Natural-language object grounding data
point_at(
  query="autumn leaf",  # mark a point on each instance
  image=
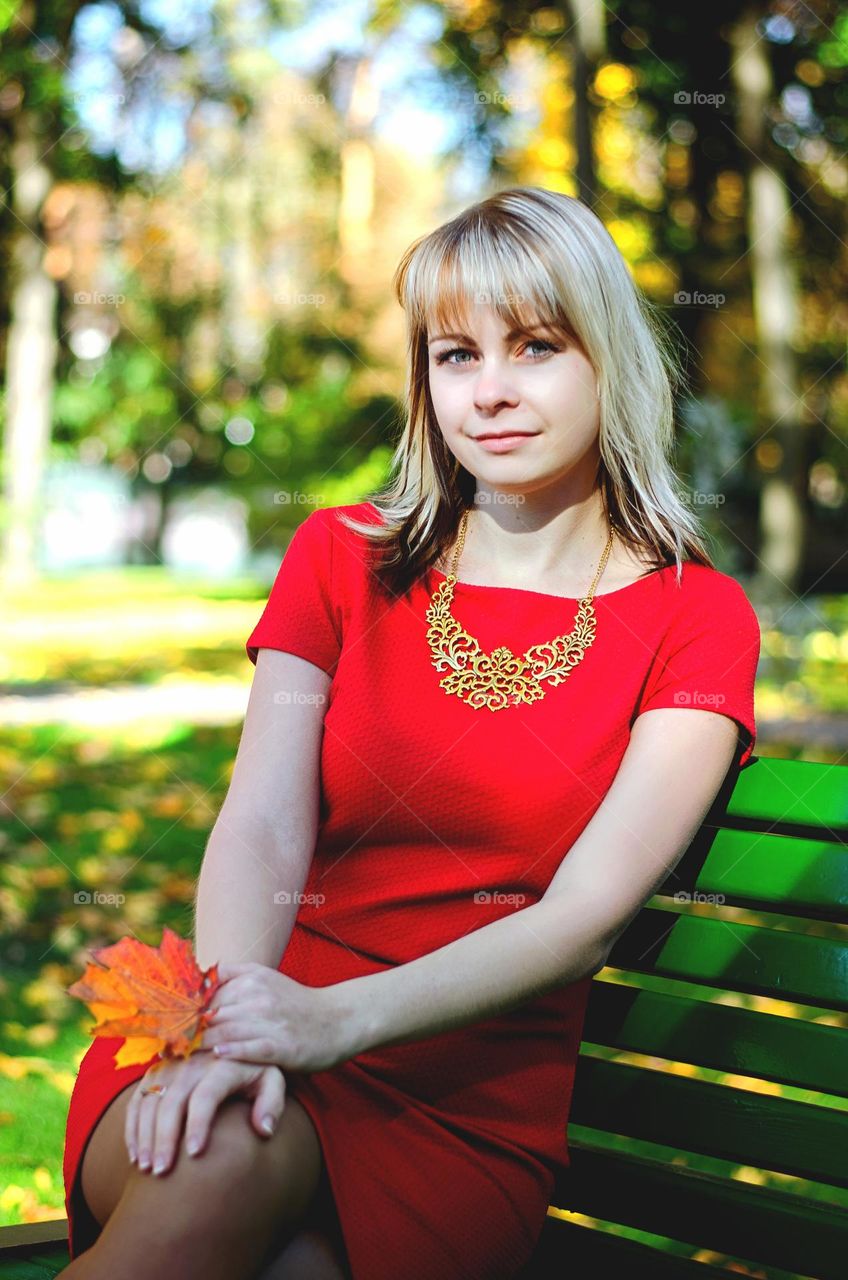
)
(156, 997)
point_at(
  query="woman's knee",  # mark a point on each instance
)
(276, 1175)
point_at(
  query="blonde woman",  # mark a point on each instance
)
(491, 708)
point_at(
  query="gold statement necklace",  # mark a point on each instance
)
(500, 679)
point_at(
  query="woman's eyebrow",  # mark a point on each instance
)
(509, 337)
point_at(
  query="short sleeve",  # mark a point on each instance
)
(710, 653)
(301, 615)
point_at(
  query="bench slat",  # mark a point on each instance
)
(734, 956)
(569, 1249)
(802, 792)
(778, 873)
(784, 1050)
(771, 1226)
(733, 1124)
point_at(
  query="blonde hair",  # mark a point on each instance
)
(534, 256)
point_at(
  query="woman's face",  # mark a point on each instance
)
(489, 382)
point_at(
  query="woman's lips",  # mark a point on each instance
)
(504, 443)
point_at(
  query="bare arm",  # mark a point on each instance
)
(264, 836)
(671, 771)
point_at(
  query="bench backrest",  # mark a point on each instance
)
(660, 1151)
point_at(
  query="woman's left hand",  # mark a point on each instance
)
(265, 1016)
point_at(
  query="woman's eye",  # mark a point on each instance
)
(538, 342)
(445, 356)
(455, 351)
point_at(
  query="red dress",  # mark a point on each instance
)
(436, 819)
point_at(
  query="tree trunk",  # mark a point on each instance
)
(774, 284)
(31, 353)
(588, 44)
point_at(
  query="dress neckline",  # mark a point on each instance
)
(548, 595)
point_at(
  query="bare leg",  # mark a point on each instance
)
(317, 1252)
(214, 1216)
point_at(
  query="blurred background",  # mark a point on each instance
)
(201, 206)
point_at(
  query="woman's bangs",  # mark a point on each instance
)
(469, 274)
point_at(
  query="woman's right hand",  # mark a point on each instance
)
(196, 1087)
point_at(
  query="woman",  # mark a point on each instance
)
(491, 666)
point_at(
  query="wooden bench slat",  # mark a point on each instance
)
(797, 792)
(734, 956)
(762, 1224)
(733, 1124)
(773, 873)
(784, 1050)
(569, 1249)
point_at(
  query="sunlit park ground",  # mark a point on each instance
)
(121, 699)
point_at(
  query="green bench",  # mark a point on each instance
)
(657, 1151)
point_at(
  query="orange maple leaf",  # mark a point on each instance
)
(156, 997)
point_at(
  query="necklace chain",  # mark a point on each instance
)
(501, 679)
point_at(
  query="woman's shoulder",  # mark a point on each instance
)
(707, 593)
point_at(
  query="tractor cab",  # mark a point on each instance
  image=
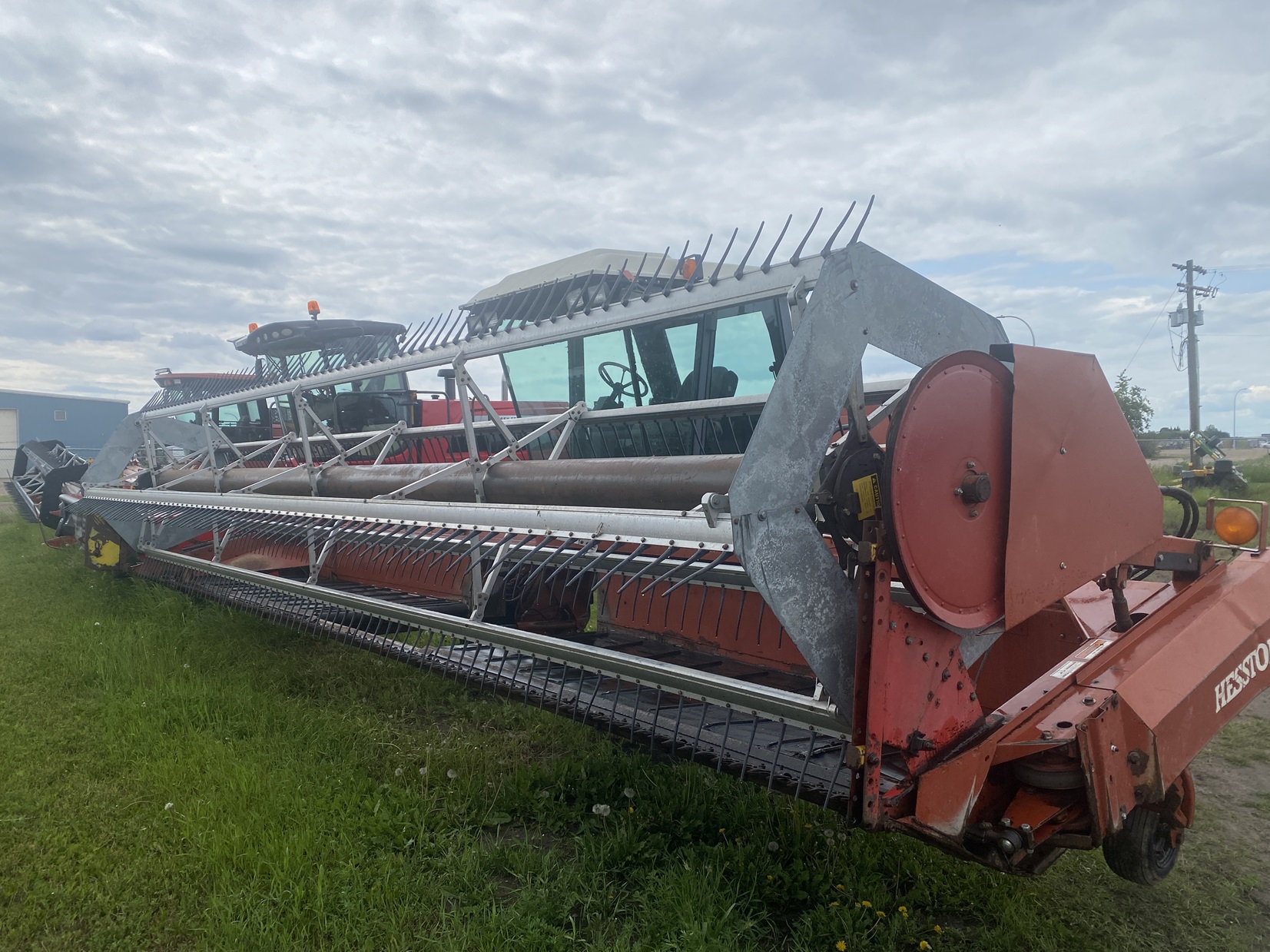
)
(241, 422)
(293, 350)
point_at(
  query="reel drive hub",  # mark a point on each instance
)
(947, 489)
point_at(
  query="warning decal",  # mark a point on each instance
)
(870, 494)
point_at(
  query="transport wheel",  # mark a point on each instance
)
(1145, 850)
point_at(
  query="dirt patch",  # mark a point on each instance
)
(1231, 784)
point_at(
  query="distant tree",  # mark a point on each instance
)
(1133, 404)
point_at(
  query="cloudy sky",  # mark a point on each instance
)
(171, 171)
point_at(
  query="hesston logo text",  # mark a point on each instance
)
(1254, 664)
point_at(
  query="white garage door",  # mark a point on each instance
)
(8, 441)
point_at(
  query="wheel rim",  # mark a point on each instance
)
(1163, 851)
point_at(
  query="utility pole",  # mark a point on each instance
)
(1192, 346)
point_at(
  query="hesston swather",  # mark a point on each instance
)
(906, 602)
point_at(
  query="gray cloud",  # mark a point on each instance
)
(171, 173)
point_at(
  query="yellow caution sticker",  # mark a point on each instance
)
(870, 494)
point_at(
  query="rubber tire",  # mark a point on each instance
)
(1141, 852)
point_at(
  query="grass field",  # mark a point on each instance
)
(174, 775)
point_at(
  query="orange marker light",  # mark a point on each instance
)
(1236, 525)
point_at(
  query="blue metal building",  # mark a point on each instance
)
(81, 423)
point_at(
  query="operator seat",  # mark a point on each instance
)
(723, 383)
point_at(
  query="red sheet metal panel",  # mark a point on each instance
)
(1083, 498)
(949, 488)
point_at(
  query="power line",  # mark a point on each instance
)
(1169, 301)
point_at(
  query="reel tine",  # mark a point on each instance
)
(639, 551)
(797, 250)
(648, 569)
(700, 572)
(768, 262)
(685, 564)
(861, 225)
(595, 562)
(585, 549)
(741, 268)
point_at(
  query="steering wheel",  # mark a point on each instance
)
(634, 387)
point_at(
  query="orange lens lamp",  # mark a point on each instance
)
(1236, 523)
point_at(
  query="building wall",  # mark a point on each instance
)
(85, 428)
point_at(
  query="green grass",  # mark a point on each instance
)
(1244, 741)
(300, 819)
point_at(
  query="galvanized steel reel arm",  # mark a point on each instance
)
(861, 297)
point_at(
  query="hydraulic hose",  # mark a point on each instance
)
(1190, 509)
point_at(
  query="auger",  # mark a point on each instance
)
(692, 523)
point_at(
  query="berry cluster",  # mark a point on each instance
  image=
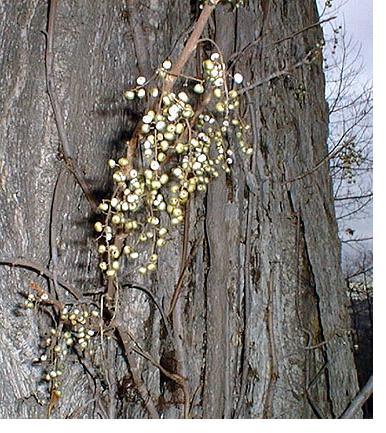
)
(233, 3)
(74, 333)
(350, 157)
(183, 139)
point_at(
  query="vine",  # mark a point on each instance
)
(191, 128)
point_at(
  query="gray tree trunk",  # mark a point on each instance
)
(264, 285)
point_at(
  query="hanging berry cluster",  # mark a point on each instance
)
(74, 332)
(233, 3)
(183, 141)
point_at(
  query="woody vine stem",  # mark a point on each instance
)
(190, 130)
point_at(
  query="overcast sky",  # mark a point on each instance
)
(357, 16)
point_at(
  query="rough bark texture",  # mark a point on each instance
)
(265, 279)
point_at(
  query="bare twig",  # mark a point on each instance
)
(41, 270)
(66, 148)
(190, 45)
(359, 400)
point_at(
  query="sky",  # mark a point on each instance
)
(356, 18)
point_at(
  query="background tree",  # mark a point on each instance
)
(260, 326)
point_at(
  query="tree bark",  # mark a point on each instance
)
(261, 325)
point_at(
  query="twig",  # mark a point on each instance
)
(141, 387)
(41, 270)
(66, 148)
(180, 281)
(273, 370)
(190, 45)
(177, 378)
(306, 61)
(359, 400)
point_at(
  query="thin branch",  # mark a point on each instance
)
(190, 46)
(66, 148)
(359, 400)
(305, 61)
(41, 270)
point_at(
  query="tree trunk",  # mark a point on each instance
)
(261, 324)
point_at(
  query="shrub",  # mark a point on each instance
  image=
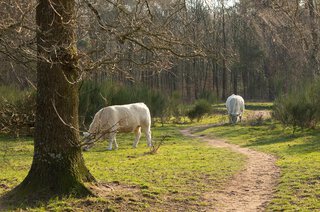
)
(201, 108)
(299, 109)
(17, 115)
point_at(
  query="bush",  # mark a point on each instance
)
(201, 108)
(17, 114)
(299, 109)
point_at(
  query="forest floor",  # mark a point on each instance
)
(249, 190)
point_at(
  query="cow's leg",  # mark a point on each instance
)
(112, 138)
(115, 141)
(137, 132)
(147, 132)
(230, 119)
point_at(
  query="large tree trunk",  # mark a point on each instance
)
(58, 167)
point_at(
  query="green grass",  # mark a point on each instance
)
(298, 157)
(176, 176)
(183, 169)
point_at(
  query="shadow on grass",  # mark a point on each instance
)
(302, 142)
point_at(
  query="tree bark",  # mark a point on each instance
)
(58, 167)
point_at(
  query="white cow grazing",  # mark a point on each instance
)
(120, 118)
(235, 107)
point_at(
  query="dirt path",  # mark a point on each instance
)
(252, 188)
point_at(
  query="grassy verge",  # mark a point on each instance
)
(175, 177)
(298, 157)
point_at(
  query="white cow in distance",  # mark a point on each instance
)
(119, 118)
(235, 108)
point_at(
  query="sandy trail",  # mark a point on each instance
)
(249, 190)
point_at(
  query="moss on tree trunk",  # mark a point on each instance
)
(58, 167)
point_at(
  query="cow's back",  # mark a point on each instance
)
(235, 104)
(125, 118)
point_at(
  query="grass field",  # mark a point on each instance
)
(175, 177)
(298, 158)
(183, 169)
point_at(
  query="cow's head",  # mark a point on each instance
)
(234, 118)
(88, 140)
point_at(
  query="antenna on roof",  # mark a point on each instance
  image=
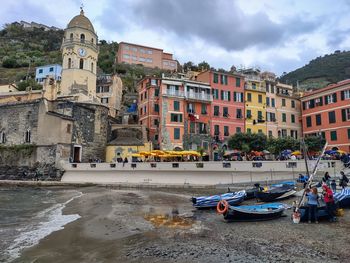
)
(81, 8)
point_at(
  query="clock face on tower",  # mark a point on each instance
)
(82, 52)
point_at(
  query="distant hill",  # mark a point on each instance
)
(320, 71)
(21, 50)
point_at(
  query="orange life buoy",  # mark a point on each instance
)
(222, 207)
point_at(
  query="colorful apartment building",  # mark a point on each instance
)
(288, 112)
(283, 115)
(255, 102)
(228, 103)
(270, 82)
(176, 112)
(326, 113)
(147, 56)
(109, 90)
(43, 72)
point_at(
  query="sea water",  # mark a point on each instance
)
(29, 214)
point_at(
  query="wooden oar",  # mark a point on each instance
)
(310, 176)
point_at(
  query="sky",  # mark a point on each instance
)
(273, 35)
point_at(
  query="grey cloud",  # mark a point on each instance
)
(219, 22)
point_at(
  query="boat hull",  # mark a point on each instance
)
(321, 212)
(343, 198)
(205, 202)
(241, 213)
(274, 195)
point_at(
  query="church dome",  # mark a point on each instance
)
(81, 21)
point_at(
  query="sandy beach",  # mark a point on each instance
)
(133, 225)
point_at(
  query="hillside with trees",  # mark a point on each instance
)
(321, 71)
(21, 50)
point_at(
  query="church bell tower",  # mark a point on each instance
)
(79, 58)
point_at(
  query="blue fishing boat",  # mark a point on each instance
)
(253, 212)
(322, 212)
(276, 192)
(343, 198)
(234, 198)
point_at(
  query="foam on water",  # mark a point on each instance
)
(45, 222)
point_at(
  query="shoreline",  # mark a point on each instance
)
(114, 227)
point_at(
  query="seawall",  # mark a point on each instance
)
(195, 174)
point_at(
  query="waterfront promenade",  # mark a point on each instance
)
(195, 174)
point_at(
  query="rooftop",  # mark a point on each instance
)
(329, 87)
(81, 21)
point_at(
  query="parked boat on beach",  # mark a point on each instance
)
(321, 212)
(276, 192)
(343, 198)
(234, 198)
(254, 212)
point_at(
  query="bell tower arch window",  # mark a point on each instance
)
(27, 136)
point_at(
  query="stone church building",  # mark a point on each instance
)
(69, 125)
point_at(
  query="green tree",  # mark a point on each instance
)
(277, 145)
(247, 142)
(314, 143)
(203, 65)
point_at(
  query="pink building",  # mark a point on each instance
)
(326, 113)
(147, 56)
(176, 112)
(228, 103)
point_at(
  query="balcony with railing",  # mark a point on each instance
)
(199, 96)
(255, 87)
(173, 93)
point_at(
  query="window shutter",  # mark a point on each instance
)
(343, 114)
(325, 100)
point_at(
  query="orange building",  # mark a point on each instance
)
(228, 103)
(326, 113)
(147, 56)
(176, 112)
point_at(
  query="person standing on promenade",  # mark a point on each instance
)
(326, 179)
(334, 186)
(312, 203)
(343, 180)
(329, 200)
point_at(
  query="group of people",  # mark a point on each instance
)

- [Required work] Look through the records above for the string "trunk", then copy every line that has it.

- [Solution to this task]
  query="tree trunk",  # mark a point on each instance
  query="gray tree trunk",  # mark a point on each instance
  query="tree trunk",  # mark a point on each instance
  query="large tree trunk",  # mark a point on each instance
  query="moss on tree trunk",  # mark a point on each instance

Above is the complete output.